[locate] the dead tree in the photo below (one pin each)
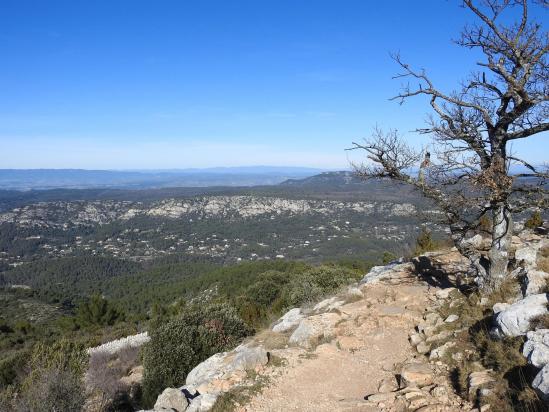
(473, 127)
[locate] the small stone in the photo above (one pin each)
(415, 339)
(444, 293)
(387, 385)
(423, 348)
(416, 374)
(480, 379)
(451, 318)
(498, 307)
(381, 397)
(441, 351)
(171, 399)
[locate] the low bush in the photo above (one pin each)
(55, 380)
(179, 345)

TASK INSTRUCTIONS
Copy out the lines above word for word, beginning at the line that contains "[locate] the small" and ending with the final line.

TASK SOLUTION
[locate] the small stone in the photo above (one pin each)
(415, 339)
(444, 293)
(387, 385)
(423, 348)
(416, 374)
(480, 379)
(451, 318)
(498, 307)
(381, 397)
(441, 351)
(171, 399)
[locate] the low bush in the photo above (one pin each)
(55, 380)
(179, 345)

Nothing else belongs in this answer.